• Page extract
┌──
Kazimierz Ludwik Bieliński (1663) was a Polish noble, politician and diplomat. He held several prominent offices in the Polish–Lithuanian Commonwealth.

==Early life==
Bieliński was a son of Jan Franciszek Bieliński.

==Career==
He was the starost of several counties. He obtained the central office of Crown Court Chamberlain from 1688 to 1702. Court Crown Marshal in 1702 and soon afterward he became the Grand Crown Marshal (1702-1713). He was a deputy to numerous Sejms (1683, 1688, 1690, marshal of the Sejm in 1697). He had a large court at the Palace in Otwock Wielki. He was a member of the Sandomierz Confederation.

Bieliński was the recipient of the Order of the White Eagle.

==Personal life==
In 1682, he married Ludwika Maria Morsztyn, a daughter of Jan Andrzej Morsztyn. Together, they were the parents of:

- Franciszek Bieliński (b. 1683)
- Marianna Denhoff (1685-1730), the former Maîtresse-en-titre of King Augustus II the Strong; she married Count Bogislaus Ernestus von Dönhoff. After obtaining papal permission from Clement XI to divorce Count Dönhoff, she married Prince Jerzy Ignacy Lubomirski.
- Katarzyna Bielińska (1684–1761), who married Jean Victor, Baron de Besenval de Brunstatt, a Swiss noble in French service, who was the French ambassador to Poland at the time in 1716.

===Descendants===
Through his daughter Katarzyna, he was a grandfather of Pierre Victor, Baron de Besenval de Brunstatt, a courtier and military officer in French service, resided in the Hôtel de Besenval. The baron's former Parisian residence has housed the Embassy of the Swiss Confederation since 1938.
└──
Reproduce the part of the Bieliński article word for word, starting with "Bieliński was the" and going on through "Jerzy Ignacy Lubomirski.".

• Supplied material
┌──
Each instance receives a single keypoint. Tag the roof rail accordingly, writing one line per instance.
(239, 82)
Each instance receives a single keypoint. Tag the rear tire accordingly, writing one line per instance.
└──
• Solution to the exercise
Bieliński was the recipient of the Order of the White Eagle.

==Personal life==
In 1682, he married Ludwika Maria Morsztyn, a daughter of Jan Andrzej Morsztyn. Together, they were the parents of:

- Franciszek Bieliński (b. 1683)
- Marianna Denhoff (1685-1730), the former Maîtresse-en-titre of King Augustus II the Strong; she married Count Bogislaus Ernestus von Dönhoff. After obtaining papal permission from Clement XI to divorce Count Dönhoff, she married Prince Jerzy Ignacy Lubomirski.